A inconstitucionalidade das escolas cívico-militares
O texto visa refletir sobre os riscos pedagógicos e sociais da implantação das escolas cívico-militares no Brasil, com ênfase na sua inconstitucionalidade.
quarta-feira, 3 de dezembro de 2025
Atualizado às 10:52
Introdução
A educação, pedra angular de uma nação civilizada, não pode ser transformada em campo de testes para experimentações ideológicas travestidas de soluções rápidas. Nos últimos anos, a implantação das chamadas escolas cívico-militares tem ocupado o centro dos debates sociais e educacionais. Estados da federação, contrariando os ditames constitucionais, vêm promovendo assembleias escolares para deliberar sobre a adoção deste modelo, o que suscita, antes de tudo, uma grave afronta à CF/88, especialmente ao art. 22, inciso XXIV, que confere competência privativa à União para legislar sobre diretrizes e bases da educação nacional.
Não se trata apenas de discutir se militares reformados possuem preparo pedagógico ou se a ordem militar é compatível com os princípios da liberdade de cátedra, mas sim de reconhecer que qualquer intervenção no sistema educacional nacional sem observância da CF é nula de pleno direito. A educação é um direito de todos, um dever do Estado e da família, promovido com a colaboração da sociedade, visando ao pleno desenvolvimento da pessoa, sua formação cidadã e qualificação para o trabalho - conforme o art. 205 da CF.
Desconsiderar tais fundamentos significa desestruturar os alicerces da escola pública e democrática, abrindo espaço para o retrocesso autoritário, com graves consequências para a liberdade pedagógica e o pluralismo de ideias.
Os pilares do Objetivo 04 da Agenda 2030
O Objetivo 04 da Agenda 2030 para o Desenvolvimento Sustentável da ONU estabelece como meta assegurar educação inclusiva, equitativa e de qualidade, promovendo oportunidades de aprendizagem ao longo da vida para todos. É um chamado à construção de sistemas educacionais baseados na equidade, no respeito à diversidade e na valorização dos educadores.
Os pilares deste objetivo incluem:
- Universalização do acesso à educação básica de qualidade;
- Valorização dos professores com formação adequada, salários dignos e condições de trabalho justas;
- Promoção de ambientes escolares seguros, não violentos, inclusivos e eficazes;
- Fortalecimento da cidadania global, do respeito aos direitos humanos e da cultura de paz.
Não há espaço, nesse modelo, para estruturas educacionais militarizadas que suprimam o livre pensar, o debate democrático e o ambiente plural. A presença ostensiva da farda no cotidiano escolar pode gerar intimidação, silenciamento de vozes críticas e exclusão de identidades diversas, enfraquecendo a missão transformadora da educação.
A verdadeira revolução educacional se opera com valorização do magistério, investimento público consistente, formação continuada e respeito à autonomia pedagógica - jamais com soluções autoritárias mascaradas de disciplina.
Análise crítica
A adoção do modelo cívico-militar nas escolas públicas constitui uma afronta à lógica republicana da educação. Trata-se de uma tentativa de militarização do ambiente escolar, mascarada como solução mágica para problemas que decorrem, na verdade, da crônica desvalorização dos profissionais da educação e do subfinanciamento estrutural do setor.
---
**Pedido A**
Extraia dos registros, sem qualquer alteração, as linhas que vão daquela que contém "Could you please locate the dirt" até o fim dos registros, incluindo as duas extremidades.
---
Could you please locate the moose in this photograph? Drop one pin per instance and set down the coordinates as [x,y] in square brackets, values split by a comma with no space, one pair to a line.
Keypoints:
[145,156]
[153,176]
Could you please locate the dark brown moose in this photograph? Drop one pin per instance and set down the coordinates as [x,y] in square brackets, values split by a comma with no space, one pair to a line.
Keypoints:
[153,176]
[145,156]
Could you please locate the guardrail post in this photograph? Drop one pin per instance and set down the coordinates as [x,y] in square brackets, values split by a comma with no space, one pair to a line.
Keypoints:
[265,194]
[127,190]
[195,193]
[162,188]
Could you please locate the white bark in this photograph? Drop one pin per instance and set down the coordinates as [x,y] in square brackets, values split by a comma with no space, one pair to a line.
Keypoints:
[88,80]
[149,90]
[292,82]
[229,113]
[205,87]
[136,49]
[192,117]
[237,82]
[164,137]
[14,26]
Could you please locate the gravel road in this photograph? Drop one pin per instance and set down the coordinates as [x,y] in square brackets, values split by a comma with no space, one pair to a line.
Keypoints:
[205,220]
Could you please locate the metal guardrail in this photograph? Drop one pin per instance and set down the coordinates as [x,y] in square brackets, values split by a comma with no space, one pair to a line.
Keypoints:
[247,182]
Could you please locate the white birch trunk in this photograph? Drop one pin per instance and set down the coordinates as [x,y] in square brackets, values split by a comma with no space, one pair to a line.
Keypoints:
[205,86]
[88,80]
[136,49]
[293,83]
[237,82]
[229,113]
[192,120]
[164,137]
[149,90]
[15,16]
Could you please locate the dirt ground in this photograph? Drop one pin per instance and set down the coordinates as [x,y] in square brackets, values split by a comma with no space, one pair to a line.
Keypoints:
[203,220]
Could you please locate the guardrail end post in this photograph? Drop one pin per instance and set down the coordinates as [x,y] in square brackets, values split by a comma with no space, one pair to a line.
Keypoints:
---
**Pedido B**
Traduza para o inglês esta frase do texto sobre as escolas cívico-militares: "A verdadeira revolução educacional se opera com valorização do magistério, investimento público consistente, formação continuada e respeito à autonomia pedagógica - jamais com soluções autoritárias mascaradas de disciplina."

**Solução do exercício A**
Could you please locate the dirt ground in this photograph? Drop one pin per instance and set down the coordinates as [x,y] in square brackets, values split by a comma with no space, one pair to a line.
Keypoints:
[203,220]
Could you please locate the guardrail end post in this photograph? Drop one pin per instance and set down the coordinates as [x,y] in square brackets, values split by a comma with no space, one pair to a line.
Keypoints:

**Solução do exercício B**
The true educational revolution is brought about by valuing the teaching profession, consistent public investment, continuing education, and respect for pedagogical autonomy - never by authoritarian solutions disguised as discipline.